▶ [YOUR GOAL]: Give every entry again, exactly.

::::

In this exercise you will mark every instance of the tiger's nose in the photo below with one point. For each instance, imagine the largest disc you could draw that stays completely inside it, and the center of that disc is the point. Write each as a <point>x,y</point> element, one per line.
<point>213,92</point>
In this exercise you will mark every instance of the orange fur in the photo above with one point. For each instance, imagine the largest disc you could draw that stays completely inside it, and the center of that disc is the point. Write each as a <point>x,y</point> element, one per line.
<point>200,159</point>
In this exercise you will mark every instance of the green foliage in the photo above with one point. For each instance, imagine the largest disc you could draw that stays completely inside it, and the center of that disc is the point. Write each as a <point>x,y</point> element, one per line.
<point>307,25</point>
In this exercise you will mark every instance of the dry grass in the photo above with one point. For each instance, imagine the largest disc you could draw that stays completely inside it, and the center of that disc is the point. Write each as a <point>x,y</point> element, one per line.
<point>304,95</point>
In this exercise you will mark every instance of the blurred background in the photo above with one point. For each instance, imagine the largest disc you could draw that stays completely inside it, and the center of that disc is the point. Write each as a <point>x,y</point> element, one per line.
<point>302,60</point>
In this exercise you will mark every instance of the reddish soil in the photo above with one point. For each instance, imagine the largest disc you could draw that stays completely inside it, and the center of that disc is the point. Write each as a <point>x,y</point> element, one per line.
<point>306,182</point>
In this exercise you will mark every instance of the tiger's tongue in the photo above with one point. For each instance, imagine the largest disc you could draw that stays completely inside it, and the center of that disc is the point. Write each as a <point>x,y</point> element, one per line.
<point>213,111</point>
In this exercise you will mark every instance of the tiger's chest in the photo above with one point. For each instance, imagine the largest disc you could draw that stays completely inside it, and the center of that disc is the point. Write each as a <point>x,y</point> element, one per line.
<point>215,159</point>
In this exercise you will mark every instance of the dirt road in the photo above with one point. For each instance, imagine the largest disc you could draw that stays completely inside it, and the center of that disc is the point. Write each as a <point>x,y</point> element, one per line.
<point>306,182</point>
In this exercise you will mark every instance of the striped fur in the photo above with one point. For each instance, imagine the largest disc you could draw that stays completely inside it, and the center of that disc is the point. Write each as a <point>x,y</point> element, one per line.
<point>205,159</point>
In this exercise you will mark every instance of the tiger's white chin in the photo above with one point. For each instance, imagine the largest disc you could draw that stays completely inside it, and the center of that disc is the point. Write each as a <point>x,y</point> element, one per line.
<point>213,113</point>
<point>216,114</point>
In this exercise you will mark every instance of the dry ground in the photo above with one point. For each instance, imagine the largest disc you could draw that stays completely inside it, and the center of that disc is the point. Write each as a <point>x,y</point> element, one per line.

::::

▶ [ANSWER]:
In this exercise you will mark every instance of the tiger's nose in the photo below with one point. For each instance, imagine the largest disc you could draw that stays completely inside it, and the center of that disc is the point. Write each as a <point>x,y</point> element, one per line.
<point>213,92</point>
In this exercise you will mark every instance of the orange fur in the photo above with one point. For each instance, imagine the largest disc you could draw that stays completely inside it, and the center of that disc is the point. Write each as a <point>x,y</point> element, one per line.
<point>200,159</point>
In this exercise you will mark every instance of the green foliage in the photo above with one point. For each instance, imagine the largest disc you could draw that stays completely inside it, and the center of that disc is the point. Write each as a <point>x,y</point> element, one per line.
<point>307,25</point>
In this exercise you will mark every instance of the dry grass in the photo above with one point. For each instance, imagine the largest disc you could draw that stays completely inside it, and the center of that disc is the point. Write each as a <point>x,y</point> element, one per line.
<point>304,95</point>
In this exercise you will mark every instance of the blurred background in the photo above with one point. For each instance, imagine the largest disc you could draw that stays completely inside it, and the center of that disc is the point. Write each as a <point>x,y</point> element, one per line.
<point>302,60</point>
In this exercise you will mark every instance of the reddish soil in the photo above with one point. For each instance, imagine the largest disc you could draw that stays completely inside it, and the center of that disc is the point. Write each as a <point>x,y</point> element, one per line.
<point>306,182</point>
In this exercise you will mark every instance of the tiger's tongue in the photo above with one point. For each instance, imagine the largest disc you could draw that stays completely inside it, and the center of that disc is the point. Write each as a <point>x,y</point> element, one per line.
<point>213,111</point>
In this exercise you will mark every instance of the tiger's chest in the photo above with one point. For each instance, imagine the largest disc you could draw that stays completely inside it, and the center of that disc is the point. Write each as a <point>x,y</point> element, one per line.
<point>215,159</point>
In this exercise you will mark every instance of the dirt road in the photo above with one point. For each instance, imagine the largest disc you could draw that stays completely inside it, and the center of that disc is the point. Write each as a <point>x,y</point> element, one per line.
<point>306,182</point>
In this exercise you will mark every instance of the striped fur in the photo above with one point. For each instance, imagine the largest disc you could draw that stays completely inside it, and the center of that disc is the point. Write each as a <point>x,y</point> element, one per line.
<point>205,159</point>
In this exercise you will mark every instance of the tiger's white chin in the photo above with one point. For each instance, imagine the largest disc you could draw that stays completely inside it, and the center of that disc is the point. Write each as a <point>x,y</point> element, one per line.
<point>213,113</point>
<point>216,114</point>
In this exercise you will mark every instance of the dry ground in the photo above with one point. For each instance, imagine the largest disc you could draw that stays completely inside it, and the center of that disc is the point. Write each as a <point>x,y</point> element, one per line.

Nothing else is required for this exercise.